--- WRITTEN REQUEST ---
Reproduce the following records word for word, keeping every line unchanged.

--- DATA FOR THIS TASK ---
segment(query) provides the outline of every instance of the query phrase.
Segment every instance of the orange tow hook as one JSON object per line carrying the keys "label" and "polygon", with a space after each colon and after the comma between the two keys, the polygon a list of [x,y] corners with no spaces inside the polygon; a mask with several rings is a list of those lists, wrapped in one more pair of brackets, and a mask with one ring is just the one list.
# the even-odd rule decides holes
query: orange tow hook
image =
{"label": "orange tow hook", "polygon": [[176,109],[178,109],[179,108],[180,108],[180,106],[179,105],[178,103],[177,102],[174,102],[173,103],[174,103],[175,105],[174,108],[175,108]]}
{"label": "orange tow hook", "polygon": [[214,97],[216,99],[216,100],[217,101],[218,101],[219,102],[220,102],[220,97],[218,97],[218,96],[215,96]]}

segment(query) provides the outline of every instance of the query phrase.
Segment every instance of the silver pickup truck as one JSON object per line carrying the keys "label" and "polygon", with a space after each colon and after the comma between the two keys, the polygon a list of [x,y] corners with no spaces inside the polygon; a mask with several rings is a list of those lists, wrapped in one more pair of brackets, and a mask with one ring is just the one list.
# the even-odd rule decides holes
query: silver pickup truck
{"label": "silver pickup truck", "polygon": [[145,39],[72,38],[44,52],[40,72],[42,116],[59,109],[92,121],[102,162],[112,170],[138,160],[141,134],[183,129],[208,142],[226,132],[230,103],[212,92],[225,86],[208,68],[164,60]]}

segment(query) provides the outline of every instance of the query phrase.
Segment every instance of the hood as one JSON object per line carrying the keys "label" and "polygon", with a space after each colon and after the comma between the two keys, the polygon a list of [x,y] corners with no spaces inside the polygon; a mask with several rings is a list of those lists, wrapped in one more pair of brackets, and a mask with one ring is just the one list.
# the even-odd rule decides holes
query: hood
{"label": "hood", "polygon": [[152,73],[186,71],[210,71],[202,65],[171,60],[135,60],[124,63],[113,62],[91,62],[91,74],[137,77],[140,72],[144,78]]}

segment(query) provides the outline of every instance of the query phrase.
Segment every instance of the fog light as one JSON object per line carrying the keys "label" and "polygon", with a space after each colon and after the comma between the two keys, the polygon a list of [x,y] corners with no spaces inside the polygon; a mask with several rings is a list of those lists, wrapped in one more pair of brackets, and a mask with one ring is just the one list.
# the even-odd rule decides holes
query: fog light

--- REPLY TO THE TASK ---
segment(query) provides the outline of every instance of the query phrase.
Segment every instance of the orange tow hook as one JSON object per line carrying the keys "label" and "polygon", with a space after each colon and after the comma between the two keys, the polygon a list of [x,y] corners with no spaces inside the polygon; a mask with several rings is a list of those lists, wrapped in one more pair of brackets, and a mask with one ring is just the one list.
# the even-odd rule decides holes
query: orange tow hook
image =
{"label": "orange tow hook", "polygon": [[176,109],[178,109],[179,108],[180,108],[180,106],[179,105],[178,103],[177,102],[174,102],[173,103],[174,103],[175,105],[174,108],[175,108]]}
{"label": "orange tow hook", "polygon": [[214,97],[216,99],[216,100],[217,101],[218,101],[219,102],[220,102],[220,97],[218,97],[218,96],[215,96]]}

segment(query) provides the outline of every instance of the query phrase.
Segment every instance of the silver pickup truck as one JSON object per line carrying the keys "label" and "polygon", with a space after each colon and after the comma between the two keys, the polygon a list of [x,y] corners with no spaces inside the polygon; a mask with several rings is a list of those lists, wrapped in one more pair of brackets, and a mask with one ring is just the one list.
# the even-odd rule decides holes
query: silver pickup truck
{"label": "silver pickup truck", "polygon": [[145,39],[72,38],[44,52],[40,72],[42,116],[59,109],[92,121],[102,162],[112,170],[138,160],[141,134],[183,129],[208,142],[226,132],[230,103],[212,92],[225,86],[208,68],[164,60]]}

segment(query) provides the outline of every instance of the query phrase.
Segment every instance of the hood as one JSON object per line carrying the keys "label" and "polygon", with a space after each colon and after the comma between the two keys, the polygon a list of [x,y] corners with no spaces inside the polygon; a mask with several rings is a list of those lists, wrapped in one more pair of brackets, and a mask with one ring is just the one list.
# the even-odd rule decides holes
query: hood
{"label": "hood", "polygon": [[152,73],[186,71],[210,71],[202,65],[171,60],[135,60],[124,63],[113,62],[91,62],[91,74],[137,77],[140,72],[144,78]]}

segment(query) provides the outline of every instance of the query phrase.
Segment every instance of the fog light as one JSON object per line carrying the keys "label" and "polygon", with a space after each colon and after the comma between the two keys, the polygon a list of [x,y] corners with no spaces inside the polygon; a mask with several rings is a list of those lists, wrapped in one more pair of brackets, and a mask with one ring is just the one list.
# the even-odd rule decides holes
query: fog light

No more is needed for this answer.